Job »
Extract the full set of records, then give each one again exactly.

•••••

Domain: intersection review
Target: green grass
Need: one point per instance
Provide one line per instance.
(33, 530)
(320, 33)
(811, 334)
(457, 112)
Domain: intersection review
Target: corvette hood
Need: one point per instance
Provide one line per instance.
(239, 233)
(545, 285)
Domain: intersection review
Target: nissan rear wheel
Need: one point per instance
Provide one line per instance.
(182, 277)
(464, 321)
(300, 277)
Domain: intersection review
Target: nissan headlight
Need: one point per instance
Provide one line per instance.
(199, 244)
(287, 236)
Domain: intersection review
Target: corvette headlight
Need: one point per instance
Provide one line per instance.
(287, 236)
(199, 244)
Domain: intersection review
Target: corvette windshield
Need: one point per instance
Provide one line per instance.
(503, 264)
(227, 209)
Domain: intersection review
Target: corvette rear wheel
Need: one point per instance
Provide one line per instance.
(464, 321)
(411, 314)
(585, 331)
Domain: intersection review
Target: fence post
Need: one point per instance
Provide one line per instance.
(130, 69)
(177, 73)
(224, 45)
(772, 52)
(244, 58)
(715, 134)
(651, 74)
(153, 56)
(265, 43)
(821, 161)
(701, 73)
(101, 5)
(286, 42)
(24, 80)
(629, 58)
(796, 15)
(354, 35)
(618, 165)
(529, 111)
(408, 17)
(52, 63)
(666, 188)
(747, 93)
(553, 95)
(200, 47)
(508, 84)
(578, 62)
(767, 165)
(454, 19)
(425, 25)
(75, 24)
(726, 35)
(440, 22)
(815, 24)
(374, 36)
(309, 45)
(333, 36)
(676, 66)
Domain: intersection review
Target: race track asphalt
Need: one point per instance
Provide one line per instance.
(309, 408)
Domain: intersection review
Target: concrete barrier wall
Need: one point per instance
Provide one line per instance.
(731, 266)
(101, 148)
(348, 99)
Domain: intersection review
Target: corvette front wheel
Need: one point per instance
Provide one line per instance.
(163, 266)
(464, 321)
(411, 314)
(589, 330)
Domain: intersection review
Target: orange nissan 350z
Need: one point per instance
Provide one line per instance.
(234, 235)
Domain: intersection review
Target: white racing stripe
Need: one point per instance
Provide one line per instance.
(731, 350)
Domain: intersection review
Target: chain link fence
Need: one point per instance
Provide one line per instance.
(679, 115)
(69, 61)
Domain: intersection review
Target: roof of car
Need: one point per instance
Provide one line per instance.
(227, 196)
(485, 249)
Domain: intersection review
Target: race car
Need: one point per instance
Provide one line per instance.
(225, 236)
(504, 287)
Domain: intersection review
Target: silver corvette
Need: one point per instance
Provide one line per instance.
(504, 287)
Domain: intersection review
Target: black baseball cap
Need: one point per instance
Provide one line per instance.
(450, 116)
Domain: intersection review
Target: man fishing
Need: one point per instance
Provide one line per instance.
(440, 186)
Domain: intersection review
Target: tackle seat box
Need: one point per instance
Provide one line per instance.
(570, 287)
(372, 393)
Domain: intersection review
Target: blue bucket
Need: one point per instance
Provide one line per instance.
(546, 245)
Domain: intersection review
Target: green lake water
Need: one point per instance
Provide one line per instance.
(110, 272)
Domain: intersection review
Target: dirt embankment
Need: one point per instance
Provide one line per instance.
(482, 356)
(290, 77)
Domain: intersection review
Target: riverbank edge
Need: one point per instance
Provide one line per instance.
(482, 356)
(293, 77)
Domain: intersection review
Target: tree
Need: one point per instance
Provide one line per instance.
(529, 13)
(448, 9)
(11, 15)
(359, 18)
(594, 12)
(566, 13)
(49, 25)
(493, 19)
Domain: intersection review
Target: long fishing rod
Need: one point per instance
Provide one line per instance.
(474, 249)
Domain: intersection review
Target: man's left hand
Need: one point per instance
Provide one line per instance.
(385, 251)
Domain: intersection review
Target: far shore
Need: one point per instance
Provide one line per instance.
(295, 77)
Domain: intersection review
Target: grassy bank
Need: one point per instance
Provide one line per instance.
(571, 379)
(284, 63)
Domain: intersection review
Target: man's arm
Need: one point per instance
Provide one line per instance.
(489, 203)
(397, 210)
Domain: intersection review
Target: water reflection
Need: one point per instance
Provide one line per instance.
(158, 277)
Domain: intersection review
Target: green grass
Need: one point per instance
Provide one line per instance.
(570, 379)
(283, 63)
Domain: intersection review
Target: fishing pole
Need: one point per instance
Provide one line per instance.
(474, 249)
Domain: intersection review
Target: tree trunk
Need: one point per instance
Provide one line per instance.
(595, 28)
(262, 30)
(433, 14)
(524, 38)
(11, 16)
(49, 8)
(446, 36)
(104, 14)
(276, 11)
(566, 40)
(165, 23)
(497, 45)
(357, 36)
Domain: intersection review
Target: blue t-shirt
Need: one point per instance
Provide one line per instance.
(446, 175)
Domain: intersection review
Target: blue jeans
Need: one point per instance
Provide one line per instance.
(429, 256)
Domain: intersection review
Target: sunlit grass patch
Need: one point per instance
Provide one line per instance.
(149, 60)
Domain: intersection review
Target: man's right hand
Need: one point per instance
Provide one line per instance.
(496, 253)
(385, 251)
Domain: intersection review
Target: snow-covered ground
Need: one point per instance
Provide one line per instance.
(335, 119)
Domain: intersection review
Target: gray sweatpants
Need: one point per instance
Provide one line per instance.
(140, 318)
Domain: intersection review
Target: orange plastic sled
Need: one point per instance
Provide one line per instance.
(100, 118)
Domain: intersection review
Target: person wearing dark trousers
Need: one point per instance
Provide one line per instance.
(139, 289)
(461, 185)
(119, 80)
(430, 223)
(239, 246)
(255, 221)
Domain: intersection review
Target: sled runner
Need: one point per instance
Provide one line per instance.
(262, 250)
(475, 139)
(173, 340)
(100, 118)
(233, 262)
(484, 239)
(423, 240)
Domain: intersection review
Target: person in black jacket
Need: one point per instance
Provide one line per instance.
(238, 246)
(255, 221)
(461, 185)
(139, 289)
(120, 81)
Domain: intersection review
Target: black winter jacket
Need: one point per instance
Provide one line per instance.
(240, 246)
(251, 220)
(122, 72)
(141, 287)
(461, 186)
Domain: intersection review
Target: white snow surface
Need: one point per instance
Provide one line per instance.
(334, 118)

•••••

The completed task »
Domain: intersection review
Target: green grass
Need: one point per instance
Provide one line per instance.
(33, 530)
(320, 33)
(811, 334)
(457, 112)
Domain: intersection review
Target: corvette hood
Need: one point per instance
Provide one line per instance.
(239, 233)
(545, 285)
Domain: intersection review
Target: nissan rear wheel
Need: one point per instance
Provide one line per instance.
(182, 277)
(464, 321)
(300, 277)
Domain: intersection review
Target: nissan headlight
Need: one point per instance
Provide one line per instance.
(199, 244)
(287, 236)
Domain: intersection review
Target: corvette headlight
Need: one point per instance
Provide one line per instance.
(287, 236)
(199, 244)
Domain: intersection review
Target: corvette windshield
Need: one point per instance
Provide one line per instance.
(503, 264)
(227, 209)
Domain: intersection review
Target: corvette rear wheel
Need: one point per instance
Provide one line per instance.
(464, 321)
(411, 314)
(585, 331)
Domain: intersection review
Target: fence post
Need: one point per instance
Provide one line per instance.
(130, 69)
(177, 73)
(224, 45)
(772, 52)
(244, 58)
(715, 134)
(651, 74)
(153, 56)
(265, 43)
(821, 161)
(701, 73)
(101, 5)
(286, 42)
(24, 80)
(629, 58)
(796, 15)
(354, 35)
(618, 165)
(529, 111)
(408, 17)
(52, 63)
(666, 188)
(747, 93)
(553, 95)
(200, 47)
(508, 84)
(578, 62)
(767, 165)
(454, 19)
(425, 25)
(75, 24)
(726, 35)
(440, 22)
(815, 24)
(374, 36)
(309, 45)
(333, 36)
(676, 66)
Domain: intersection review
Target: race track asphalt
Need: one point per instance
Provide one line per instance.
(309, 408)
Domain: intersection review
Target: concrete barrier wall
Need: one point per instance
Provide one line per instance.
(731, 266)
(101, 148)
(348, 99)
Domain: intersection review
Target: corvette front wheel
Need: one point per instance
Provide one line per instance.
(163, 266)
(464, 321)
(411, 314)
(589, 330)
Domain: intersection review
Target: orange nissan 350z
Need: one point per instance
Provide one line per instance.
(234, 235)
Domain: intersection review
Target: white racing stripe
Need: one point per instance
Provide one line per instance.
(731, 350)
Domain: intersection review
Target: chain link fence
Need: one point per instance
Provide one line per instance.
(679, 115)
(69, 61)
Domain: intersection review
Target: roof of car
Need: one point per instance
Provide one line per instance.
(227, 196)
(485, 249)
Domain: intersection review
Target: race car
Need: one point per instance
Provide one line per instance.
(225, 236)
(504, 287)
Domain: intersection review
Target: silver corvette
Need: one point per instance
Provide one line per instance.
(504, 287)
Domain: intersection review
Target: black baseball cap
Need: one point per instance
Provide one line per instance.
(450, 116)
Domain: intersection review
Target: man fishing
Need: one point per instance
Provide one line per instance.
(440, 186)
Domain: intersection review
Target: tackle seat box
Need: one point per instance
Provide one line per instance.
(570, 287)
(372, 393)
Domain: intersection review
Target: blue bucket
Need: one point per instance
Provide one line per instance.
(546, 245)
Domain: intersection review
Target: green lake water
Need: one point per instance
Provide one line per instance.
(110, 272)
Domain: intersection review
Target: dirt embankment
Need: one point per instance
Provide one line per instance.
(482, 356)
(290, 77)
Domain: intersection review
Target: riverbank edge
Need: one point per instance
Provide one line per instance.
(482, 356)
(293, 77)
Domain: intersection review
Target: tree
Need: one point per instance
Provide one line per instance.
(529, 13)
(448, 9)
(11, 15)
(359, 18)
(594, 12)
(566, 13)
(49, 25)
(493, 19)
Domain: intersection review
Target: long fishing rod
Need: one point per instance
Provide one line per instance.
(474, 249)
Domain: intersection review
Target: man's left hand
Need: one point per instance
Provide one line per instance.
(385, 251)
Domain: intersection review
Target: far shore
Need: one point per instance
Provide one line per instance.
(295, 77)
Domain: intersection review
Target: grassy bank
Need: one point per instance
Provide one line per instance.
(571, 379)
(284, 63)
Domain: intersection review
Target: man's arm
Need: one point per instance
Provide one line per instance.
(489, 203)
(397, 210)
Domain: intersection review
Target: water reflection
Need: one point per instance
Provide one line per instance.
(158, 277)
Domain: intersection review
Target: green grass
Need: one point per instance
Provide one line per instance.
(570, 379)
(283, 63)
Domain: intersection review
Target: fishing pole
Need: one point per instance
Provide one line per instance.
(474, 249)
Domain: intersection review
Target: tree trunk
Need: one point per instance
Provide one line per instance.
(595, 28)
(262, 30)
(433, 14)
(524, 38)
(11, 16)
(49, 8)
(446, 36)
(104, 14)
(276, 11)
(566, 40)
(165, 23)
(497, 45)
(357, 36)
Domain: intersection review
Target: blue t-shirt
Need: one point per instance
Provide one line per instance.
(446, 175)
Domain: intersection review
Target: blue jeans
Need: one point per instance
Provide one line per instance.
(429, 256)
Domain: intersection review
Target: sunlit grass patch
Need: one point per instance
Provide one line per instance.
(149, 60)
Domain: intersection review
Target: man's right hand
Need: one point per instance
Provide one line per instance.
(496, 253)
(385, 251)
Domain: intersection review
Target: snow-covered ground
Need: one point per instance
Provide one line per instance.
(335, 119)
Domain: intersection review
Target: gray sweatpants
Need: one point per instance
Provide one line per instance.
(140, 318)
Domain: intersection review
Target: orange plastic sled
Need: one point per instance
Provide one line per instance.
(100, 118)
Domain: intersection review
Target: person wearing dark trousers
Need: one point per instance
Provide one line per instance.
(139, 289)
(461, 185)
(119, 80)
(430, 223)
(239, 246)
(255, 221)
Domain: intersection review
Target: sled runner
Need: one point per instance
Provide one line per instance.
(262, 250)
(475, 139)
(173, 340)
(100, 118)
(233, 262)
(484, 239)
(423, 240)
Domain: intersection review
Target: person in black jacket
Need: one point per instance
Provide one line per instance.
(238, 246)
(255, 221)
(461, 185)
(139, 289)
(120, 81)
Domain: intersection review
Target: black winter jacket
Need: one point per instance
Provide one line per instance.
(240, 246)
(251, 220)
(122, 72)
(141, 287)
(461, 186)
Domain: intersection review
Target: white snow surface
Need: one point per instance
Provide one line per instance.
(334, 118)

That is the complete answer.